__What the task requires__
Every line of the entries below from the one containing "[[49, 387], [192, 77], [1160, 341]]" to the one containing "[[854, 49], [402, 795], [1030, 284], [362, 265]]", both ends included, must be written out exactly. No other line belongs in the answer.

__Exercise data__

━━━━━━━━━━

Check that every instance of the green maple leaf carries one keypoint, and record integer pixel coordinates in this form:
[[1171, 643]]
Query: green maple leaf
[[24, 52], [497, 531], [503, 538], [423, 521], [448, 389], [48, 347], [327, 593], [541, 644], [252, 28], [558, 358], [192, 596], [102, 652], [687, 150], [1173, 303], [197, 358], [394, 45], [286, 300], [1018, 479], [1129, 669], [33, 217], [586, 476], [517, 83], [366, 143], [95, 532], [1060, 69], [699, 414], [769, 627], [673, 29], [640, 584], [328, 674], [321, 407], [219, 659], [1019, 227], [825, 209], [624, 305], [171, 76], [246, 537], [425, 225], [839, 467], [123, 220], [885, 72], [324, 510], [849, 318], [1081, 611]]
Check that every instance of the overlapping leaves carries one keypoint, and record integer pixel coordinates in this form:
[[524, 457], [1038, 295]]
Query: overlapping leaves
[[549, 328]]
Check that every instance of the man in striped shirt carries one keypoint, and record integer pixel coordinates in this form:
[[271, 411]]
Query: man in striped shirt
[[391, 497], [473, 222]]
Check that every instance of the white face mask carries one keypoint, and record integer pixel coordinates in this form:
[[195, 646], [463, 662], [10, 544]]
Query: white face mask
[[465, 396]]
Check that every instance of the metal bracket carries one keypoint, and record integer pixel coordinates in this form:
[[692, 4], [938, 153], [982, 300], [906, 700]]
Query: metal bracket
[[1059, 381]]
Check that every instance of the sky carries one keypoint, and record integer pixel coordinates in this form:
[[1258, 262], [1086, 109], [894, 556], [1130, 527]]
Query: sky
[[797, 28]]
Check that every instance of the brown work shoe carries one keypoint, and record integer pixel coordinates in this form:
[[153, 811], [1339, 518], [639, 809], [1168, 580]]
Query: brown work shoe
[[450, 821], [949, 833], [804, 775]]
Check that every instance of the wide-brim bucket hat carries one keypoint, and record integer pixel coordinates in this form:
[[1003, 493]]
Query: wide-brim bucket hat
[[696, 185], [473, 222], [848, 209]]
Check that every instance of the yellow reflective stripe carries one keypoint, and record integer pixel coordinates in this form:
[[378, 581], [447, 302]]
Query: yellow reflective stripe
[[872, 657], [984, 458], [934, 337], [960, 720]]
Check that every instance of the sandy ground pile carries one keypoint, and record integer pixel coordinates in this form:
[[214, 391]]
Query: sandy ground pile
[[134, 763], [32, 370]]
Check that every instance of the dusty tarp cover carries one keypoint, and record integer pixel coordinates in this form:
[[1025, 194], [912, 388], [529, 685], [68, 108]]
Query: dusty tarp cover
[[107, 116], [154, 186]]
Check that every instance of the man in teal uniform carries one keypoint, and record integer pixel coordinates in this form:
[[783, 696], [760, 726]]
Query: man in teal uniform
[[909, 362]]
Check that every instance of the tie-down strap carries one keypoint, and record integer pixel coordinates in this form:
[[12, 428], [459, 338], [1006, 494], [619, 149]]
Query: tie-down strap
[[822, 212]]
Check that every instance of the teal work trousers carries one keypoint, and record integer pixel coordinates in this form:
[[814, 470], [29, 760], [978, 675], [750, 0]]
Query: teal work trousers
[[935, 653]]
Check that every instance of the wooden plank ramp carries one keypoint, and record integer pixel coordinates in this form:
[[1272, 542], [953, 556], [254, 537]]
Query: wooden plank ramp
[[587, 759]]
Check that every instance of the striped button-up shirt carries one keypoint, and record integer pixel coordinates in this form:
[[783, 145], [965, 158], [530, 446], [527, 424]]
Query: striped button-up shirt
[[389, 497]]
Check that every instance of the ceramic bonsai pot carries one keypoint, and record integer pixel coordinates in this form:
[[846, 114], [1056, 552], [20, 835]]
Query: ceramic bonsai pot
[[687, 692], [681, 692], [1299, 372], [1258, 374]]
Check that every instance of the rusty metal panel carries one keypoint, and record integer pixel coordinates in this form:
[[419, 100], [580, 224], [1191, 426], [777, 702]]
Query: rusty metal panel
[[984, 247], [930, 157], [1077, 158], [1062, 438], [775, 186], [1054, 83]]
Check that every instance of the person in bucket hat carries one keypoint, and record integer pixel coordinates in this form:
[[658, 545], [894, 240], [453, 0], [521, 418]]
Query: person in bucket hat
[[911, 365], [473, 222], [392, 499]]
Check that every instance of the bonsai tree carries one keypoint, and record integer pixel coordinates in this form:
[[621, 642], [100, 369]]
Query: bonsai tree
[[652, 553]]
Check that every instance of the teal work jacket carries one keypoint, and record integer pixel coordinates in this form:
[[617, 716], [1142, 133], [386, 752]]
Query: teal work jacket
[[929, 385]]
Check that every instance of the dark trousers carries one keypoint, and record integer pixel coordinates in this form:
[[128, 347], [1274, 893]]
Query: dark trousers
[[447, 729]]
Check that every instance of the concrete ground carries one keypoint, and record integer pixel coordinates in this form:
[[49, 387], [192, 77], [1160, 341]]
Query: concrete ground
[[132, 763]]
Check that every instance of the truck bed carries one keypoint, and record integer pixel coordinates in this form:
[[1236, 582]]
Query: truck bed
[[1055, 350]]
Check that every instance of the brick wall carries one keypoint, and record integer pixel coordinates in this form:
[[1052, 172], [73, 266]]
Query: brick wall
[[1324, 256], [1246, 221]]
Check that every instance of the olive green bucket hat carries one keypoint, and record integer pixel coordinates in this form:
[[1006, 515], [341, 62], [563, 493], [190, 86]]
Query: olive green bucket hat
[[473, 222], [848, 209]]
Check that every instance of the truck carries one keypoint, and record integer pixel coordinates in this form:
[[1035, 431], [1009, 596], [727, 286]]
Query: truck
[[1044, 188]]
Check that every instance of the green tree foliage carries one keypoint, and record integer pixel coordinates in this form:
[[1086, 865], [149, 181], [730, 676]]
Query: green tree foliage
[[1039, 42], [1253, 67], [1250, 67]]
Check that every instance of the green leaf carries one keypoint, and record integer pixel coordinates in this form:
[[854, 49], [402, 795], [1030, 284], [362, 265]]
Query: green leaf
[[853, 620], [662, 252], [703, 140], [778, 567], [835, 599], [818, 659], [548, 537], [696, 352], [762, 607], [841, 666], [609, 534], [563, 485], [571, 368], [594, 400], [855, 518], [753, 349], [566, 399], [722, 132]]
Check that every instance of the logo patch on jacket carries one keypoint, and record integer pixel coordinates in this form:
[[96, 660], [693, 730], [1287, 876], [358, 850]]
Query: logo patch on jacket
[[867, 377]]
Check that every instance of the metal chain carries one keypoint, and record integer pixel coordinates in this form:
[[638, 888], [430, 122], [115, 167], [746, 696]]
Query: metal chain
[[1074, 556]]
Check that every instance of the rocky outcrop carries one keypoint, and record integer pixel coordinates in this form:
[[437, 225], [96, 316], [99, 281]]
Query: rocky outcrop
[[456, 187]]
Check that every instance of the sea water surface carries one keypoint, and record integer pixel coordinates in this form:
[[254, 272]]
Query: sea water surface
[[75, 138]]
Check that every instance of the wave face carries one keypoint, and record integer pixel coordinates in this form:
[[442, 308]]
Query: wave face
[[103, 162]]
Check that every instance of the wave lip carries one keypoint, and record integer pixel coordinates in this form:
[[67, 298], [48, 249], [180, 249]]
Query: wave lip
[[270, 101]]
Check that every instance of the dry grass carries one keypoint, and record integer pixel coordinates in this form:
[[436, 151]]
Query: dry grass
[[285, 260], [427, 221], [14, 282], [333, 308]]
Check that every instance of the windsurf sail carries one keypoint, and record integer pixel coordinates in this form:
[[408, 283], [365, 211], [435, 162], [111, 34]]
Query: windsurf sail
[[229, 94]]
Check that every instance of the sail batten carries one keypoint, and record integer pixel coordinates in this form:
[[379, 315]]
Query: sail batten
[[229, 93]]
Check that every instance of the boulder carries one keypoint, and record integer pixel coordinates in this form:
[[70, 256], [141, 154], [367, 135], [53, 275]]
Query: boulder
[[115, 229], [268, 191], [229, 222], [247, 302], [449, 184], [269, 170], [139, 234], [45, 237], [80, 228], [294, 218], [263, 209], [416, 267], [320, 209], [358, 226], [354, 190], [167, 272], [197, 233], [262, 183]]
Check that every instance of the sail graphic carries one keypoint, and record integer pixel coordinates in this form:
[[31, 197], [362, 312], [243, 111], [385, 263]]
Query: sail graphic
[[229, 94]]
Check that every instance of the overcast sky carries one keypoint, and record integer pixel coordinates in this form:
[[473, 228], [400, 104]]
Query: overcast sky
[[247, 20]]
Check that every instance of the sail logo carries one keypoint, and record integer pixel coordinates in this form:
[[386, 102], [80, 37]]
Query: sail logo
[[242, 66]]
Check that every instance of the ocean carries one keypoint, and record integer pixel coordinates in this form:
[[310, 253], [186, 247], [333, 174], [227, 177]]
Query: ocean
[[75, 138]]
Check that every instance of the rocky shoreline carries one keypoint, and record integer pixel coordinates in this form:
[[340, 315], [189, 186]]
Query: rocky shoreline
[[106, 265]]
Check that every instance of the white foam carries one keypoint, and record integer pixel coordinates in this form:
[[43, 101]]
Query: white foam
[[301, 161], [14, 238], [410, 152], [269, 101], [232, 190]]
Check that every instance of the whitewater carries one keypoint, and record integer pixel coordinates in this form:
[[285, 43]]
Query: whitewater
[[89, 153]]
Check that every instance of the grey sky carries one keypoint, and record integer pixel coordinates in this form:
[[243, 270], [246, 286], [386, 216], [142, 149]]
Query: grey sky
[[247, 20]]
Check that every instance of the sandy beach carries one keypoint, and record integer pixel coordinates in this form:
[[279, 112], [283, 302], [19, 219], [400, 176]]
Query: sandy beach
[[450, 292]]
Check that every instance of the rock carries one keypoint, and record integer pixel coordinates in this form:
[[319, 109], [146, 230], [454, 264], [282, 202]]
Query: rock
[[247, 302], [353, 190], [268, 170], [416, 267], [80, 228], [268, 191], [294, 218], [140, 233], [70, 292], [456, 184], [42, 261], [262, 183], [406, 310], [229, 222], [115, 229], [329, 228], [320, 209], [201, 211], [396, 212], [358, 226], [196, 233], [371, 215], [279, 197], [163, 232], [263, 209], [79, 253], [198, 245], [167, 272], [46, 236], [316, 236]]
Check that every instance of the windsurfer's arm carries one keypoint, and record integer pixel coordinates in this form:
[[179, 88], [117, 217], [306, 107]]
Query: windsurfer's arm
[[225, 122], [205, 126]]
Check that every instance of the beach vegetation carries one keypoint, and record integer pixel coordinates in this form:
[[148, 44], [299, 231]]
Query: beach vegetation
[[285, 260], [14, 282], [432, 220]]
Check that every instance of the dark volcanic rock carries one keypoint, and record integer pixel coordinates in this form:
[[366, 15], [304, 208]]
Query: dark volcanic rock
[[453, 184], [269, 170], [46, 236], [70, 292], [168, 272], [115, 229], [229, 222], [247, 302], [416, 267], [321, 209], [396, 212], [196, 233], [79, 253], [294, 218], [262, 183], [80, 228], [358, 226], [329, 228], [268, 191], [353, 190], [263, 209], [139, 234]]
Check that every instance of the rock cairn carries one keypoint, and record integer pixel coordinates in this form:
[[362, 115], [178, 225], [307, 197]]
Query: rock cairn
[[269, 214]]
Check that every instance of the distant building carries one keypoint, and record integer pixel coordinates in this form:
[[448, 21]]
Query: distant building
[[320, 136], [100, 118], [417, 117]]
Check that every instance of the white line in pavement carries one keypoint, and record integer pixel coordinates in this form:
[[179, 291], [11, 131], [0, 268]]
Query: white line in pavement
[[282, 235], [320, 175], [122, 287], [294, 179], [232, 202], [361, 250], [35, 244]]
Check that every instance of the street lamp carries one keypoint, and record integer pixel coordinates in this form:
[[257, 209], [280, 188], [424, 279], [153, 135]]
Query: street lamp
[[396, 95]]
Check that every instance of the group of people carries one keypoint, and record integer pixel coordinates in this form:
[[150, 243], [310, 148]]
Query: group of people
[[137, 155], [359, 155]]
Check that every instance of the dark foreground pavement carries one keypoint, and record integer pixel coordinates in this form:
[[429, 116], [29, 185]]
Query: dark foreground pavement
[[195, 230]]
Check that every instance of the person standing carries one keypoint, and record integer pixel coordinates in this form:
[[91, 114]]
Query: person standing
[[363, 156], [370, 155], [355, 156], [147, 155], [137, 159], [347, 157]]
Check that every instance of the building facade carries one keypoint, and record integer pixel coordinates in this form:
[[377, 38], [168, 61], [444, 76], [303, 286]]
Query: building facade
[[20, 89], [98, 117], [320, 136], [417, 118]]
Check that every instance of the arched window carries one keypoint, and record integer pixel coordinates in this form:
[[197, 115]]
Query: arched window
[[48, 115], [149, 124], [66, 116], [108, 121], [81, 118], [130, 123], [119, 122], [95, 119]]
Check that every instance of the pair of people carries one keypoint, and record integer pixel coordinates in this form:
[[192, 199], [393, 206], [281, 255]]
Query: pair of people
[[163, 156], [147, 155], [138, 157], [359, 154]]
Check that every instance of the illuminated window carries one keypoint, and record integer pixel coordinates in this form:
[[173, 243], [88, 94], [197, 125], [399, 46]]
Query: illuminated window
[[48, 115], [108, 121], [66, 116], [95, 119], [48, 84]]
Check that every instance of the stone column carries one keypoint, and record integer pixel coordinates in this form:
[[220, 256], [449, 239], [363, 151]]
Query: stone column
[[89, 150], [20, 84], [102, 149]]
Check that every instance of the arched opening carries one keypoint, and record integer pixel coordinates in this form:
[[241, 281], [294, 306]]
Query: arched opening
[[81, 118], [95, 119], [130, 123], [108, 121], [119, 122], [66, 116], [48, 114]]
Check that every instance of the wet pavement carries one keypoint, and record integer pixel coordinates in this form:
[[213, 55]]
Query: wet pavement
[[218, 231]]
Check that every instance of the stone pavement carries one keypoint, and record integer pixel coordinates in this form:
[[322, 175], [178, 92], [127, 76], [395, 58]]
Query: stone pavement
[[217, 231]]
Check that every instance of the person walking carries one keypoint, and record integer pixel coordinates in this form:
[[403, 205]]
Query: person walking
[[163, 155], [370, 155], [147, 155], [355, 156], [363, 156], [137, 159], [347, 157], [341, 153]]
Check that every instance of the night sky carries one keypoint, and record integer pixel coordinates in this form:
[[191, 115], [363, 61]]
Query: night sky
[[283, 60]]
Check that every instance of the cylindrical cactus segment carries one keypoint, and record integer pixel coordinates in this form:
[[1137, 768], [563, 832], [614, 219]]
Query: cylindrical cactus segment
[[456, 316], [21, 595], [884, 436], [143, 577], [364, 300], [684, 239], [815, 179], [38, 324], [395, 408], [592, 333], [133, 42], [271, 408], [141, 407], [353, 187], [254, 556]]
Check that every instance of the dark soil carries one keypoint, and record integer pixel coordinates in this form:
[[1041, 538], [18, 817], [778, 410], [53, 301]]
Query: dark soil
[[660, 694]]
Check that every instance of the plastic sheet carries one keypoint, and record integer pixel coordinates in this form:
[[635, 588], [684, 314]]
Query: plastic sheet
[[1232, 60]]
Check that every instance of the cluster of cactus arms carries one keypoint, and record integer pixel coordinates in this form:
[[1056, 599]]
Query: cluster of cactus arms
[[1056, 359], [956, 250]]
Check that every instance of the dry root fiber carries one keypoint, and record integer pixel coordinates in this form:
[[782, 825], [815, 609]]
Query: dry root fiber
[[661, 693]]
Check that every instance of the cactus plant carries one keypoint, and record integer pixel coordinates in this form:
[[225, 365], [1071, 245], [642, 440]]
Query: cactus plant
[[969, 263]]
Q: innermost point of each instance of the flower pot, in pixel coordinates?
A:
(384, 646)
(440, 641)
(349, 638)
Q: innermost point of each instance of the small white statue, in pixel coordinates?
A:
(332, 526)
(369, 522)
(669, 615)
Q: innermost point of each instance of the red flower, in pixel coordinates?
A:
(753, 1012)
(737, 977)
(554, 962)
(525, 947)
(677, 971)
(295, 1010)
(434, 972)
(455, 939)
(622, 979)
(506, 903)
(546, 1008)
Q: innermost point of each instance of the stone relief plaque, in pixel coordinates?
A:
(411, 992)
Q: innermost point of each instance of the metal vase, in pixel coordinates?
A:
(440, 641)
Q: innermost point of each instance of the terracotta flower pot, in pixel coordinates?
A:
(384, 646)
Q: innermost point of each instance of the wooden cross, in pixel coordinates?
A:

━━━━━━━━━━

__Exercise response__
[[49, 387], [192, 77], [1160, 341]]
Query: concrete ground
[[132, 763]]
Check that every instance of the truck bed carries one keypoint, and record integer pixel coordinates in this form:
[[1236, 582]]
Query: truck bed
[[1055, 350]]
Check that every instance of the brick wall carries one keypoint, and record integer pixel coordinates in this form:
[[1052, 172], [73, 266]]
Query: brick wall
[[1324, 256], [1246, 221]]
Check that every instance of the olive green bucket hat carries one keypoint, and record integer pixel coordinates in this form:
[[1006, 515], [341, 62], [563, 493], [190, 86]]
Query: olive green bucket hat
[[473, 222], [848, 209]]
Check that every instance of the truck carries one keypoint, and record integer pixel coordinates in this form:
[[1035, 431], [1009, 596], [727, 286]]
Query: truck
[[1044, 188]]
Check that every instance of the green tree foliage carries one keypoint, and record integer pixel coordinates in this form:
[[1086, 865], [149, 181], [730, 676]]
Query: green tree foliage
[[1039, 42], [1253, 67], [1250, 67]]
Check that every instance of the green leaf carries one keypoint, and record integer pixel coordinates in this form:
[[854, 49], [402, 795], [1030, 284], [362, 265]]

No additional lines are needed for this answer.